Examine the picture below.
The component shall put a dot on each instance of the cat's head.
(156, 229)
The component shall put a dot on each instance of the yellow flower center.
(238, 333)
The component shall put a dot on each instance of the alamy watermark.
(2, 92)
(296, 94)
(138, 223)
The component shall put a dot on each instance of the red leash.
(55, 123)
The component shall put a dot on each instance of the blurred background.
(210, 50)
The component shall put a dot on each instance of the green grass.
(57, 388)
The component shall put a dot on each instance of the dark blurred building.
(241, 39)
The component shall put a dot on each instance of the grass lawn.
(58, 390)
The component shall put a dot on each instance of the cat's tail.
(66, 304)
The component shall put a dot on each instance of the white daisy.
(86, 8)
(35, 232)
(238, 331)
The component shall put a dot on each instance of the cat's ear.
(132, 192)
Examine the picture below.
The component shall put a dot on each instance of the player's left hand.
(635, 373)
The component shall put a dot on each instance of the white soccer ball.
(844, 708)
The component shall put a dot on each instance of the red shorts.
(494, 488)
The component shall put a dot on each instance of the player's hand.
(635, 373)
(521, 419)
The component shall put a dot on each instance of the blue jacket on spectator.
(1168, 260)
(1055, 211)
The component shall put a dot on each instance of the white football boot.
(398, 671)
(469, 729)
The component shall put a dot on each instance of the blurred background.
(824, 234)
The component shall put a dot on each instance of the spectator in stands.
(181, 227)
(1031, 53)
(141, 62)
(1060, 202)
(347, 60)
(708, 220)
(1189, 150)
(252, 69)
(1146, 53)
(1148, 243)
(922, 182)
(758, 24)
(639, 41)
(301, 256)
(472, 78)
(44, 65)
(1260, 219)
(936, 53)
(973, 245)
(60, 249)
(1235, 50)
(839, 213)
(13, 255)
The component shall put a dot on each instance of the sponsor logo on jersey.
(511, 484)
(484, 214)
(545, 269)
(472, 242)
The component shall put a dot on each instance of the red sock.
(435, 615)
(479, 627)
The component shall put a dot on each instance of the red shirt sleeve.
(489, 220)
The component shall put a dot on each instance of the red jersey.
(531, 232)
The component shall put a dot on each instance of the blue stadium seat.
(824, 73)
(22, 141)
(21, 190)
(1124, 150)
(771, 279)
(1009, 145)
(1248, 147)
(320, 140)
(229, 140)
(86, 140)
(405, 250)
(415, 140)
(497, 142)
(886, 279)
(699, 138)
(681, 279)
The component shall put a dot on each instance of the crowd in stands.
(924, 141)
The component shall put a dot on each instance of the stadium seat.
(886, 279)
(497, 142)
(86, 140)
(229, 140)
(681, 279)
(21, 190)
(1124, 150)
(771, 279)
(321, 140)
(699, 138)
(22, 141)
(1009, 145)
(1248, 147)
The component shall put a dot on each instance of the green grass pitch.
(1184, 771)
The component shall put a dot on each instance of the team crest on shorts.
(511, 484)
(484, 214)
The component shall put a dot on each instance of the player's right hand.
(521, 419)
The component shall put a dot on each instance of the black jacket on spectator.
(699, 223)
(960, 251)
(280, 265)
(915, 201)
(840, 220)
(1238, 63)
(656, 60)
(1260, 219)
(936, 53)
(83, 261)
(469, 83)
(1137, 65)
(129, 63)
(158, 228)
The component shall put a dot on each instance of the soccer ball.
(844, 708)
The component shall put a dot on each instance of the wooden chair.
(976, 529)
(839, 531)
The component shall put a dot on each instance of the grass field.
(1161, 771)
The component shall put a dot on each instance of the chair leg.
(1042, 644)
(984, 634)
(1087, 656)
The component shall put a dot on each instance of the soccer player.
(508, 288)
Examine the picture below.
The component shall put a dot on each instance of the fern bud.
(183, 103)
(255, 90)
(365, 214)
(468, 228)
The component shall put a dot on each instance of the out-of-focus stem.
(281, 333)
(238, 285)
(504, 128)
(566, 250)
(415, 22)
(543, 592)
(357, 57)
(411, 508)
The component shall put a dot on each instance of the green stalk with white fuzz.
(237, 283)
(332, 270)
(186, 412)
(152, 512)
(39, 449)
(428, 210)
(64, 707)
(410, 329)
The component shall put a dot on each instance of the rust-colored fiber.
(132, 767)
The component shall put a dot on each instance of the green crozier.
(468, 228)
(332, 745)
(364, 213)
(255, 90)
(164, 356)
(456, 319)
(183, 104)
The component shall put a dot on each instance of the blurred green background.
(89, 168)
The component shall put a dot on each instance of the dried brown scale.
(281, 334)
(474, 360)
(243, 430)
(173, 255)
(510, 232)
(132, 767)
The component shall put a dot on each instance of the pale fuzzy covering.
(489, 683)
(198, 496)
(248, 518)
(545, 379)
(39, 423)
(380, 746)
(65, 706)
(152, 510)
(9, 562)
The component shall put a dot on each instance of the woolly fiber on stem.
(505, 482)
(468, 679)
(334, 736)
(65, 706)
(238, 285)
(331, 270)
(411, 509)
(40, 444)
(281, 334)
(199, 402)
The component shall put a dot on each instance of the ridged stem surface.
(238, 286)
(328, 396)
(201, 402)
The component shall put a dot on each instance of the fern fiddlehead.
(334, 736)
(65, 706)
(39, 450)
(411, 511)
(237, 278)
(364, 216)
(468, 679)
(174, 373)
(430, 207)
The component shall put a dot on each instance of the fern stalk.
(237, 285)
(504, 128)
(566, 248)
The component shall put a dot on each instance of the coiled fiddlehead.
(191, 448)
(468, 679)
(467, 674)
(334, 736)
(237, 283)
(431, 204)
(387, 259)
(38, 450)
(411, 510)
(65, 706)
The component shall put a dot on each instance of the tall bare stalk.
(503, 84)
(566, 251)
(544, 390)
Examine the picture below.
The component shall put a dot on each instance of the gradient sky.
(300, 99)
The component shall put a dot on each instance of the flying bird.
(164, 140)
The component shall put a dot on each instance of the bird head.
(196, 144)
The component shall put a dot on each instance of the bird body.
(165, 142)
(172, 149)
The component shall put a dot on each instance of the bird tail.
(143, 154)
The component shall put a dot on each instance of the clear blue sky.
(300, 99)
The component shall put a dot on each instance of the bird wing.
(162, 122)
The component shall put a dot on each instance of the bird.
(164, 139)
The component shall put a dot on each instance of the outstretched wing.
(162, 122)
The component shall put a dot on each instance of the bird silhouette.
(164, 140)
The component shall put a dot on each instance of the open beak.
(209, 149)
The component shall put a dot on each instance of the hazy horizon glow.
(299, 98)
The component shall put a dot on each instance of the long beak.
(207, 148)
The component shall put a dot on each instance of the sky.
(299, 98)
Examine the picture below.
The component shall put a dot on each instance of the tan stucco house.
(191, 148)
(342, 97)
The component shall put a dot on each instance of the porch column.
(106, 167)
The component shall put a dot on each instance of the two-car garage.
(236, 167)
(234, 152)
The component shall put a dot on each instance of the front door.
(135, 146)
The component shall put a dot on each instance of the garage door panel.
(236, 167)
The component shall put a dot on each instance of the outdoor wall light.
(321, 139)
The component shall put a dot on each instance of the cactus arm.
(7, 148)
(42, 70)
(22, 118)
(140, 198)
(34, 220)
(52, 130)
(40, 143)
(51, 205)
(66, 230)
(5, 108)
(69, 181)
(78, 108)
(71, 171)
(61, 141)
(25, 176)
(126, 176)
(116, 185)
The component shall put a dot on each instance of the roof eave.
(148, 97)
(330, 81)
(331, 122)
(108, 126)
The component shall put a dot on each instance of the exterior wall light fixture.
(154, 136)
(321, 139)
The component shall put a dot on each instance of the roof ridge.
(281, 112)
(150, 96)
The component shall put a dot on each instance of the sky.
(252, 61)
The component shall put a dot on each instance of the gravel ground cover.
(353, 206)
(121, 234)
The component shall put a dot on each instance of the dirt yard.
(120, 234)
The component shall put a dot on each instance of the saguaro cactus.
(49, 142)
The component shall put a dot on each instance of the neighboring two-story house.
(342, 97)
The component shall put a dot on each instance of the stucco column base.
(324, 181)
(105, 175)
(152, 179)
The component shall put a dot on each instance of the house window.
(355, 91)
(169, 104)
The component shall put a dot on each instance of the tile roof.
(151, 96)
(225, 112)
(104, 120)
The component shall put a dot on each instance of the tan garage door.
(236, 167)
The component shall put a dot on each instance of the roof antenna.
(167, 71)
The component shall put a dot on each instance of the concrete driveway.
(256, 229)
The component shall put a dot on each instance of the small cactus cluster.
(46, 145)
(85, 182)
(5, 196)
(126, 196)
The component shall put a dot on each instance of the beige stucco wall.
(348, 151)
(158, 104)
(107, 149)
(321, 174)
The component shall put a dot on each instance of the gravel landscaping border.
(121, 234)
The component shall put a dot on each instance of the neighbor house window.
------------------------------------
What is being asked: Begin with the line that contains "beige stucco wall." and set down each line exactly until the records above end, including the final line.

Response area:
The component shall put a dot on each instance of the beige stucco wall.
(348, 151)
(158, 104)
(107, 149)
(321, 174)
The component shall put a dot on each instance of the gravel landscaping border.
(121, 234)
The component shall put a dot on each instance of the neighbor house window.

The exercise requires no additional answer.